Extract each line in the listing below that contains the string "hand", and treat uppercase and lowercase letters as different.

--- START RECORD SET ---

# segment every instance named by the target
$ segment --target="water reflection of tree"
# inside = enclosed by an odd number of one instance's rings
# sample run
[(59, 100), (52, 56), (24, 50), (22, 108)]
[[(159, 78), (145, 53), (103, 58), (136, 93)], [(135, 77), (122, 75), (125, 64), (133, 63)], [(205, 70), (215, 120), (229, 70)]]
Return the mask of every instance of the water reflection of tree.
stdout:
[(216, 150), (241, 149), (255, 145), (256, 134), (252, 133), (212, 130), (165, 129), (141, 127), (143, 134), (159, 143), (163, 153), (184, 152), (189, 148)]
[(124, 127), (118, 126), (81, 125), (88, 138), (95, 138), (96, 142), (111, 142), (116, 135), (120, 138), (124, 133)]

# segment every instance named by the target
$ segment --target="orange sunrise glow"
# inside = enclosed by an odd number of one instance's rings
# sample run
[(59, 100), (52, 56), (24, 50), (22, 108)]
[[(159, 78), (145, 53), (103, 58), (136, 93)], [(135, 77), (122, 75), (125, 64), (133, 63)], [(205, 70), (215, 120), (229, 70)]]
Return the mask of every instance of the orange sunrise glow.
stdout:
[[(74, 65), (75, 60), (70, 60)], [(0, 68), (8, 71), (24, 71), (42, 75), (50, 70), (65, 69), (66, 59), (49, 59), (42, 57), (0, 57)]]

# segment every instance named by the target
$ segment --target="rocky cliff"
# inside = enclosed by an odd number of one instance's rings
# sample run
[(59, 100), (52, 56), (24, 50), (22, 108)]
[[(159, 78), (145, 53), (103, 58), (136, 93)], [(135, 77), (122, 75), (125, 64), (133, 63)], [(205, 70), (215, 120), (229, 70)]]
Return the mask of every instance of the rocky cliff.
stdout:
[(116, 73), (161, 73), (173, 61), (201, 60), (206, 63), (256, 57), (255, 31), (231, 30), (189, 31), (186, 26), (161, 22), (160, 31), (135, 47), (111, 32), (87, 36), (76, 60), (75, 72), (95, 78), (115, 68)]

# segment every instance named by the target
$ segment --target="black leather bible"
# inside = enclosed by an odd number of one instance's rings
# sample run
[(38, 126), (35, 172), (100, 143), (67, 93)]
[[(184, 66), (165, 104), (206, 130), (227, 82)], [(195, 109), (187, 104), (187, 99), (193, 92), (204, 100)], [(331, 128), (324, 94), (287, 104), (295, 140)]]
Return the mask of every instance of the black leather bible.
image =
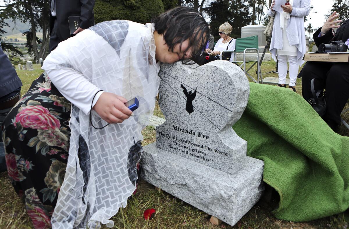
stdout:
[(69, 24), (69, 30), (70, 35), (74, 35), (73, 33), (80, 26), (80, 16), (72, 16), (68, 17), (68, 23)]

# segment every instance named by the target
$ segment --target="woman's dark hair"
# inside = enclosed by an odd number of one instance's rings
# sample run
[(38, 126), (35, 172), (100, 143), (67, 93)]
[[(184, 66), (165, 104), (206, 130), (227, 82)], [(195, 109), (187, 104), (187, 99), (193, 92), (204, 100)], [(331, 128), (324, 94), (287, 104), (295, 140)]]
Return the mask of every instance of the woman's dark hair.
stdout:
[(192, 59), (205, 48), (208, 39), (208, 25), (202, 14), (194, 8), (180, 6), (170, 9), (153, 19), (155, 29), (164, 35), (169, 51), (173, 52), (175, 45), (189, 39), (185, 51), (192, 48)]

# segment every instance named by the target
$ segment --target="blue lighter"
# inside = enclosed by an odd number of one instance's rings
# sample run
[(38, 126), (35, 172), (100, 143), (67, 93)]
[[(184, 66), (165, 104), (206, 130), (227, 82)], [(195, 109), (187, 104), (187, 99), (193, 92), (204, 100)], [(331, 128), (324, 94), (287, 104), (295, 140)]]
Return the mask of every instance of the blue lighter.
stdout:
[(130, 110), (133, 111), (137, 108), (138, 108), (138, 105), (139, 104), (139, 102), (138, 102), (138, 100), (137, 99), (137, 98), (135, 97), (129, 100), (127, 102), (125, 103), (125, 105)]

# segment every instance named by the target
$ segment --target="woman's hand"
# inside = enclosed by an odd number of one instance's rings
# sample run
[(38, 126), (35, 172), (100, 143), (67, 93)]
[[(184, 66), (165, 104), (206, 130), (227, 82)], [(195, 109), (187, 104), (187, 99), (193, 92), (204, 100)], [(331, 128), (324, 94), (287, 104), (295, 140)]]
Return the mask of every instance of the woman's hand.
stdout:
[(273, 9), (273, 7), (274, 7), (275, 5), (275, 1), (273, 1), (273, 3), (272, 3), (272, 6), (270, 7), (270, 9), (272, 10), (272, 11), (273, 12), (275, 12), (275, 10)]
[(292, 13), (292, 10), (293, 9), (292, 6), (290, 4), (289, 5), (281, 5), (281, 8), (284, 10), (283, 11), (284, 12), (287, 12), (290, 14)]
[(123, 97), (112, 93), (103, 92), (92, 109), (108, 123), (120, 123), (133, 114), (125, 105), (127, 101)]
[(341, 27), (340, 26), (334, 25), (336, 23), (342, 22), (342, 20), (334, 21), (339, 16), (339, 14), (336, 14), (336, 13), (337, 13), (337, 12), (336, 11), (333, 13), (328, 19), (326, 21), (326, 22), (324, 24), (324, 25), (322, 26), (322, 28), (321, 29), (321, 35), (322, 34), (325, 34), (333, 28), (338, 28)]
[(205, 52), (206, 53), (210, 54), (212, 52), (212, 50), (211, 50), (209, 49), (206, 49), (205, 50)]
[(221, 52), (219, 51), (212, 51), (210, 54), (210, 56), (216, 56), (217, 54), (220, 54)]

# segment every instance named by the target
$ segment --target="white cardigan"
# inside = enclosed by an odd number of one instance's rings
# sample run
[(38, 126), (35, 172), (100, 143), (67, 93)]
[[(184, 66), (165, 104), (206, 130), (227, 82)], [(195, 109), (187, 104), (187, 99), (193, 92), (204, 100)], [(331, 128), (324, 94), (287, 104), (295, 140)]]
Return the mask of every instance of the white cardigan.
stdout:
[[(310, 11), (310, 0), (294, 0), (291, 18), (288, 20), (286, 27), (287, 37), (290, 45), (297, 47), (297, 63), (300, 66), (304, 63), (303, 56), (305, 53), (305, 32), (304, 31), (304, 17), (309, 15)], [(276, 13), (269, 8), (268, 14), (275, 15), (274, 26), (269, 51), (273, 59), (276, 61), (276, 49), (282, 49), (282, 30), (280, 27), (280, 13)]]

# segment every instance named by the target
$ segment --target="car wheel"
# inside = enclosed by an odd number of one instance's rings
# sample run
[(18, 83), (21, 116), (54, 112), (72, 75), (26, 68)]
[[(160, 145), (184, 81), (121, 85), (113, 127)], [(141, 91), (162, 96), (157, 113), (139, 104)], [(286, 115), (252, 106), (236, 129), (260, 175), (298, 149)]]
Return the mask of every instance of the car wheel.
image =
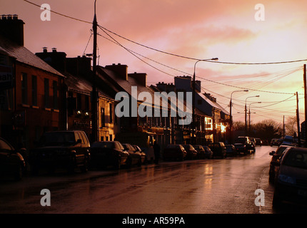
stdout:
[(121, 169), (121, 158), (118, 158), (115, 161), (114, 169), (116, 169), (116, 170), (120, 170)]
[(16, 172), (14, 175), (14, 179), (16, 180), (21, 180), (22, 179), (22, 173), (23, 173), (24, 170), (22, 169), (22, 166), (21, 165), (19, 165), (17, 167), (17, 169), (16, 170)]
[(84, 160), (84, 165), (82, 165), (81, 167), (81, 171), (82, 172), (87, 172), (88, 170), (89, 170), (89, 162), (88, 162), (88, 160), (87, 159), (86, 159), (85, 160)]
[(273, 207), (280, 207), (281, 204), (281, 198), (278, 196), (278, 194), (274, 193), (273, 196), (272, 206)]

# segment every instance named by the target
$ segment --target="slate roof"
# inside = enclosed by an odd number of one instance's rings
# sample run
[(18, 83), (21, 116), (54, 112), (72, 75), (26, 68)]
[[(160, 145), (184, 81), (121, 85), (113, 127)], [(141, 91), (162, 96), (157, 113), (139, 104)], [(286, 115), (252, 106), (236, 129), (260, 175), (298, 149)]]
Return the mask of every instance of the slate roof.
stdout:
[(15, 58), (19, 63), (64, 77), (63, 74), (47, 64), (24, 46), (16, 44), (1, 36), (0, 53)]
[[(91, 93), (93, 90), (91, 83), (83, 78), (82, 77), (75, 76), (69, 73), (66, 73), (65, 76), (66, 76), (65, 78), (65, 83), (69, 88), (70, 90), (88, 95), (91, 95)], [(110, 100), (114, 100), (101, 90), (97, 88), (97, 90), (100, 97), (104, 97)]]

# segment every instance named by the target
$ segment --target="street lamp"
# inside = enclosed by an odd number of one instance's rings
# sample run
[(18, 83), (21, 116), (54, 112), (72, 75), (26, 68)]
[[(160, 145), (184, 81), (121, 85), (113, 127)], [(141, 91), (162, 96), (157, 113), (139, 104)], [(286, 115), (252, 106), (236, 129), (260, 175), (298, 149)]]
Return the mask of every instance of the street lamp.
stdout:
[(249, 106), (248, 106), (248, 129), (249, 129), (249, 132), (251, 132), (251, 104), (256, 104), (256, 103), (260, 104), (260, 103), (261, 103), (261, 101), (251, 103), (249, 104)]
[(247, 98), (258, 98), (258, 97), (260, 97), (260, 95), (253, 95), (251, 97), (247, 97), (246, 99), (245, 99), (245, 135), (246, 135), (247, 134), (247, 108), (246, 108)]
[(234, 90), (231, 93), (231, 101), (229, 103), (230, 106), (230, 124), (229, 124), (229, 143), (231, 144), (232, 142), (232, 115), (231, 115), (231, 107), (232, 107), (232, 94), (235, 92), (248, 92), (248, 90)]
[(196, 132), (196, 123), (195, 123), (195, 71), (196, 71), (196, 64), (197, 63), (200, 62), (200, 61), (218, 61), (218, 58), (207, 58), (207, 59), (199, 59), (198, 60), (195, 64), (194, 64), (194, 73), (193, 74), (193, 86), (192, 86), (192, 88), (193, 88), (193, 96), (192, 96), (192, 122), (193, 122), (193, 125), (192, 125), (192, 144), (196, 144), (196, 135), (195, 135), (195, 132)]

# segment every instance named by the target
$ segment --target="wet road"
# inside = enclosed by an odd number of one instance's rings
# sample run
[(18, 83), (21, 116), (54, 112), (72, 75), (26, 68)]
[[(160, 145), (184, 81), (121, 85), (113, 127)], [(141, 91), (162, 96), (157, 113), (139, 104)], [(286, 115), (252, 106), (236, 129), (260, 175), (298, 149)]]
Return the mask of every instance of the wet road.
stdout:
[[(268, 152), (0, 182), (0, 213), (273, 214)], [(50, 190), (51, 206), (41, 205)], [(255, 204), (255, 191), (264, 205)]]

--- END RECORD SET ---

SOLVED EXERCISE
$ segment --target="woman's hand"
Return the mask of every instance of the woman's hand.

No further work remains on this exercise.